__GOAL OF THE EXERCISE__.
Could you quote each of the entries below word for word, with nothing changed?

Excerpts from a detection dataset
::::

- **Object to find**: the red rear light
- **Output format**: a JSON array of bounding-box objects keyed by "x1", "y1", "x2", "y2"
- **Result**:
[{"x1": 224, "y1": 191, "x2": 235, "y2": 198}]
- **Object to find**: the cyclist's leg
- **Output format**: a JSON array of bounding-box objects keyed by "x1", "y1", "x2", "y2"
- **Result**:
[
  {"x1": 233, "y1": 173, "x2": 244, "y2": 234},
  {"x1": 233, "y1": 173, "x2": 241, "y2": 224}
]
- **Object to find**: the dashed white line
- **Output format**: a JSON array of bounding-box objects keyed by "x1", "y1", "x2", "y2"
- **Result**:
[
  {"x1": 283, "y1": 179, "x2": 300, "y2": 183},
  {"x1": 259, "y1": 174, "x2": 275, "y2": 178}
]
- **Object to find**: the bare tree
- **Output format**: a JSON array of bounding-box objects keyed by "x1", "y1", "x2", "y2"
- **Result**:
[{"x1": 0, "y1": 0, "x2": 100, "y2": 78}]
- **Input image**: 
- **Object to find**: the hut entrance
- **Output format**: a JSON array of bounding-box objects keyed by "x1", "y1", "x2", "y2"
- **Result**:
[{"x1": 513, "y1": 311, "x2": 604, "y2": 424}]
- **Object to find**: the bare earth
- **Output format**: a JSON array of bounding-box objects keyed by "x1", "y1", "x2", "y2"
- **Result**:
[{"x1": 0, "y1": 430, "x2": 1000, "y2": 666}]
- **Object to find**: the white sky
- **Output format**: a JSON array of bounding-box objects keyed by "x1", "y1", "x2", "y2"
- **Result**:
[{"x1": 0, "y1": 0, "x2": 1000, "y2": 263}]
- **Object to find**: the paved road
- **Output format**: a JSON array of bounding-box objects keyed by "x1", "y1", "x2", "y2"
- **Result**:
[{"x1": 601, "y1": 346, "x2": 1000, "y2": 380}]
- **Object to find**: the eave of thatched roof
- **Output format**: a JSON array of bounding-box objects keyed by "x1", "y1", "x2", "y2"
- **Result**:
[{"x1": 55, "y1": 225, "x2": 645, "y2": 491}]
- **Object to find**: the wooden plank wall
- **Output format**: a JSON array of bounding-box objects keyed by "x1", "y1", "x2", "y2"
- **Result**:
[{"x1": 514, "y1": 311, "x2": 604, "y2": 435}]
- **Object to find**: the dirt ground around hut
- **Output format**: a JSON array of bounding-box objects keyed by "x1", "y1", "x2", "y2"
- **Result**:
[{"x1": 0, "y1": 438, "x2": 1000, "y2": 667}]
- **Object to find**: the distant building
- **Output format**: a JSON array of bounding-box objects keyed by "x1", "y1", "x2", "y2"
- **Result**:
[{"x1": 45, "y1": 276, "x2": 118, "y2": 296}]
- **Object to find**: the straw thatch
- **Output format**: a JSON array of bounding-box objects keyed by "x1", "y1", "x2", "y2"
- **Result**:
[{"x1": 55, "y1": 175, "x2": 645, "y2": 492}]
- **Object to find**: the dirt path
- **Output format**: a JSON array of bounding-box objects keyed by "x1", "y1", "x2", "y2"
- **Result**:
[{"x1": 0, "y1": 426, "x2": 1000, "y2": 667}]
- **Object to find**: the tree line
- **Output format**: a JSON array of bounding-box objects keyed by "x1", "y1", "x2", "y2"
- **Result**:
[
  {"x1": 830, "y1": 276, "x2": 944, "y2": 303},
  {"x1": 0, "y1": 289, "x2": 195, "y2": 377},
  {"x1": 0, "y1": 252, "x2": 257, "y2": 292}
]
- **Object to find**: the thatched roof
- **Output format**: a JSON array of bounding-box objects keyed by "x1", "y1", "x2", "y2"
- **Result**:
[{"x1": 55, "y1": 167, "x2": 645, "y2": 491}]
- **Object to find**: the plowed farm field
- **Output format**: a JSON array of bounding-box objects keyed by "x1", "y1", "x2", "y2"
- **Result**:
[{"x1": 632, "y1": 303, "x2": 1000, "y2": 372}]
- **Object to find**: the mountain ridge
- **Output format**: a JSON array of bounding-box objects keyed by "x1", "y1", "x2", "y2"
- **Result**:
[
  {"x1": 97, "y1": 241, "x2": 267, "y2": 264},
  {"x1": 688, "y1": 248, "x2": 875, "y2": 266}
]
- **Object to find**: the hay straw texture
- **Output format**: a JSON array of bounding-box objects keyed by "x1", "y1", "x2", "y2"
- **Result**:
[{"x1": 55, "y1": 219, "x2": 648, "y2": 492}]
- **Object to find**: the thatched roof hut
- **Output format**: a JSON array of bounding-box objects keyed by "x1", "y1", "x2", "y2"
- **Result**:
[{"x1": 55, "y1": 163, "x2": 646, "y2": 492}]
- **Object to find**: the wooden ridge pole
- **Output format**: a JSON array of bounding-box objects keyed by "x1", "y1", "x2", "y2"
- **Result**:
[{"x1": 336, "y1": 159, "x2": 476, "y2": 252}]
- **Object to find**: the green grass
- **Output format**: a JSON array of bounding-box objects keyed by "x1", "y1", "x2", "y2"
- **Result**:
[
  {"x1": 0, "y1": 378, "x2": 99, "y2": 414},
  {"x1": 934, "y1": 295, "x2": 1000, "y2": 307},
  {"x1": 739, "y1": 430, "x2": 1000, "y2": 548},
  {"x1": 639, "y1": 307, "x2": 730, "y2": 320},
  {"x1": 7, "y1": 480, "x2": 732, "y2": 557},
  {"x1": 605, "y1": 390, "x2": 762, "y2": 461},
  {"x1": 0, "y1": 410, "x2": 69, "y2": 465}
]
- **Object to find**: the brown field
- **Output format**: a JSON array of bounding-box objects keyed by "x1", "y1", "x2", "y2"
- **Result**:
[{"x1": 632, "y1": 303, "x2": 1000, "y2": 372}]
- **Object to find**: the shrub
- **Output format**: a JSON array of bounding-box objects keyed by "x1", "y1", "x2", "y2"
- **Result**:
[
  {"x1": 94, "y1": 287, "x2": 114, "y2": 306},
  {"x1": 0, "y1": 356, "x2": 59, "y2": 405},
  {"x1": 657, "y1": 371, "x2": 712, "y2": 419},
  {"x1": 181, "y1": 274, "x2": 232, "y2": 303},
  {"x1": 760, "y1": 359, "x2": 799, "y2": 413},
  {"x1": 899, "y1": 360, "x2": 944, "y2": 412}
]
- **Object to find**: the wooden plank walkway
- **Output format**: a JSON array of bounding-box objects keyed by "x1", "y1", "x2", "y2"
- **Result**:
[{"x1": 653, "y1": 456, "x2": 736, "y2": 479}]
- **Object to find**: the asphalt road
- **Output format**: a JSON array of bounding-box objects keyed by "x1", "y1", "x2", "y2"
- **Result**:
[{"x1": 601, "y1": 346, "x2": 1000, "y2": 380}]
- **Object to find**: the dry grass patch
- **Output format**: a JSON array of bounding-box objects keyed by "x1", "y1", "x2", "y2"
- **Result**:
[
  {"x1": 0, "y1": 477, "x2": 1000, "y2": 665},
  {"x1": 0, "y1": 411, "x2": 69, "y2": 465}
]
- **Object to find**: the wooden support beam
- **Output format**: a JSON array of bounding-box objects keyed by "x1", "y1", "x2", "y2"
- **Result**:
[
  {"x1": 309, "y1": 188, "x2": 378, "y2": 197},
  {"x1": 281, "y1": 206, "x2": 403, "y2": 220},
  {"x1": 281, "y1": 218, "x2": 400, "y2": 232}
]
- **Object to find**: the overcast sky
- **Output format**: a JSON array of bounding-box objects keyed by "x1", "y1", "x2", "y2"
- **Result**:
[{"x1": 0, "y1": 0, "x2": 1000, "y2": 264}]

::::

__WRITTEN SOLUTION__.
- **Object to find**: the red rear light
- **Output format**: a JSON array of bounding-box objects keyed by "x1", "y1", "x2", "y2"
- **Result**:
[{"x1": 224, "y1": 191, "x2": 235, "y2": 198}]
- **Object to find**: the cyclist's leg
- **Output format**: a JSON array of bounding-box objects keyed by "x1", "y1", "x2", "y2"
- **Result**:
[
  {"x1": 233, "y1": 173, "x2": 244, "y2": 234},
  {"x1": 233, "y1": 173, "x2": 241, "y2": 224}
]
- **Object to find**: the dashed white line
- **Output format**: a JSON array of bounding-box objects keyed by "x1", "y1", "x2", "y2"
- **Result**:
[
  {"x1": 283, "y1": 179, "x2": 300, "y2": 183},
  {"x1": 259, "y1": 174, "x2": 275, "y2": 178}
]
- **Object to find**: the bare tree
- **Output format**: a JSON array of bounding-box objects keyed by "x1", "y1", "x2", "y2"
- **Result**:
[{"x1": 0, "y1": 0, "x2": 100, "y2": 78}]
- **Input image**: 
- **Object to find**: the hut entrance
- **Output format**: a JSON array of bounding-box objects keyed by "x1", "y1", "x2", "y2"
- **Result**:
[{"x1": 513, "y1": 311, "x2": 604, "y2": 424}]
- **Object to find**: the bare earth
- **Output format**: a JSON array of bounding-box objects keyed by "x1", "y1", "x2", "y2"
- **Result**:
[{"x1": 0, "y1": 430, "x2": 1000, "y2": 666}]
- **Object to find**: the white sky
- **Output format**: a JSON array of bounding-box objects keyed by "x1", "y1", "x2", "y2"
- **Result**:
[{"x1": 0, "y1": 0, "x2": 1000, "y2": 263}]
- **Object to find**: the paved road
- **Output format**: a JSON array of bounding-box objects keyed by "x1", "y1", "x2", "y2"
- **Result**:
[{"x1": 601, "y1": 346, "x2": 1000, "y2": 380}]
- **Object to find**: the eave of thatched roof
- **Output format**: a JSON array of bounding-box objects keyed by "x1", "y1", "x2", "y2"
- **Result**:
[{"x1": 55, "y1": 225, "x2": 645, "y2": 491}]
- **Object to find**: the wooden plank wall
- **Output format**: a JSON array of bounding-box objects keyed by "x1", "y1", "x2", "y2"
- **Result**:
[{"x1": 514, "y1": 311, "x2": 604, "y2": 435}]
- **Object to find**: the dirt ground around hut
- **Output format**: a JSON array of bounding-box objects keyed by "x1", "y1", "x2", "y2"
- **Result**:
[{"x1": 0, "y1": 438, "x2": 1000, "y2": 667}]
- **Object to find**: the distant building
- **Output format**: a JSON array of bounding-box objects keyed by "x1", "y1", "x2", "y2"
- **Result**:
[{"x1": 45, "y1": 276, "x2": 118, "y2": 296}]
- **Object to find**: the straw thatch
- **Output format**: a JSON array of bounding-box objects keyed by "x1", "y1", "x2", "y2"
- **Result**:
[{"x1": 55, "y1": 175, "x2": 645, "y2": 492}]
- **Object to find**: the dirt path
- **Output format**: a JSON array of bounding-box objects keyed by "x1", "y1", "x2", "y2"
- **Result**:
[{"x1": 0, "y1": 426, "x2": 1000, "y2": 667}]
- **Object to find**: the tree line
- **Output format**: a JSON array of bounding-box objects keyed by "x1", "y1", "x2", "y2"
- **Result**:
[
  {"x1": 830, "y1": 276, "x2": 944, "y2": 303},
  {"x1": 0, "y1": 289, "x2": 195, "y2": 377},
  {"x1": 0, "y1": 252, "x2": 257, "y2": 292}
]
- **Object to find**: the thatched roof
- **Output format**: a JSON array of bounding-box objects keyed by "x1", "y1", "x2", "y2"
- **Result**:
[{"x1": 55, "y1": 167, "x2": 645, "y2": 491}]
- **Object to find**: the plowed farm field
- **Output format**: a JSON array of bounding-box objects keyed by "x1", "y1", "x2", "y2"
- **Result**:
[{"x1": 632, "y1": 303, "x2": 1000, "y2": 372}]
- **Object to find**: the mountain ridge
- **Output format**: a JSON array of bounding-box objects keyed by "x1", "y1", "x2", "y2"
- **Result**:
[
  {"x1": 97, "y1": 241, "x2": 267, "y2": 264},
  {"x1": 688, "y1": 248, "x2": 875, "y2": 266}
]
- **Object to find**: the hay straw texture
- **Output format**: a JSON array of bounding-box objects keyed by "x1", "y1", "x2", "y2"
- **Result**:
[{"x1": 55, "y1": 219, "x2": 648, "y2": 492}]
- **Object to find**: the thatched roof hut
- **Output format**: a JSON array of bounding-box objects keyed by "x1", "y1", "x2", "y2"
- **Result**:
[{"x1": 55, "y1": 163, "x2": 646, "y2": 492}]
- **Object to find**: the wooden ridge pole
- **Output format**: a JSON array of bounding-box objects keyed by "x1", "y1", "x2", "y2"
- **Result**:
[{"x1": 336, "y1": 159, "x2": 476, "y2": 252}]
- **Object to find**: the green grass
- **Output format**: a JSON array of bounding-box objects keyed by "x1", "y1", "x2", "y2"
- **Result**:
[
  {"x1": 0, "y1": 378, "x2": 99, "y2": 414},
  {"x1": 934, "y1": 295, "x2": 1000, "y2": 307},
  {"x1": 739, "y1": 430, "x2": 1000, "y2": 548},
  {"x1": 639, "y1": 307, "x2": 730, "y2": 320},
  {"x1": 7, "y1": 480, "x2": 732, "y2": 557},
  {"x1": 605, "y1": 390, "x2": 762, "y2": 461},
  {"x1": 0, "y1": 410, "x2": 69, "y2": 465}
]
- **Object to find**: the brown field
- **Output format**: a JSON array of bounding-box objects keyed by "x1", "y1", "x2", "y2"
- **Result**:
[{"x1": 632, "y1": 303, "x2": 1000, "y2": 372}]
- **Object to find**: the shrub
- **Output format**: a JSON array of bounding-box objects keyed by "x1", "y1", "x2", "y2"
- **Result**:
[
  {"x1": 94, "y1": 287, "x2": 114, "y2": 306},
  {"x1": 0, "y1": 356, "x2": 59, "y2": 405},
  {"x1": 657, "y1": 371, "x2": 712, "y2": 419},
  {"x1": 181, "y1": 274, "x2": 232, "y2": 303},
  {"x1": 760, "y1": 359, "x2": 799, "y2": 413},
  {"x1": 899, "y1": 360, "x2": 944, "y2": 412}
]
- **Object to find**: the wooden plank walkway
- **Output format**: a JSON array of bounding-box objects keyed by "x1", "y1", "x2", "y2"
- **Result**:
[{"x1": 653, "y1": 456, "x2": 736, "y2": 479}]
- **Object to find**: the asphalt road
- **Output format**: a JSON array of bounding-box objects keyed by "x1", "y1", "x2", "y2"
- **Result**:
[{"x1": 601, "y1": 346, "x2": 1000, "y2": 380}]
- **Object to find**: the dry grass patch
- **Output format**: a JSON array of bounding-box objects keyed by "x1", "y1", "x2", "y2"
- **Result**:
[
  {"x1": 0, "y1": 477, "x2": 1000, "y2": 665},
  {"x1": 0, "y1": 411, "x2": 69, "y2": 465}
]
- **Object to find**: the wooden support beam
- **Output format**: a JSON array of bounding-box objects keyed by "x1", "y1", "x2", "y2"
- **Result**:
[
  {"x1": 309, "y1": 188, "x2": 378, "y2": 197},
  {"x1": 281, "y1": 206, "x2": 403, "y2": 220},
  {"x1": 281, "y1": 218, "x2": 400, "y2": 232}
]
- **Object to find**: the overcast sky
- **Output format**: a JSON array of bounding-box objects keyed by "x1", "y1", "x2", "y2"
- **Result**:
[{"x1": 0, "y1": 0, "x2": 1000, "y2": 264}]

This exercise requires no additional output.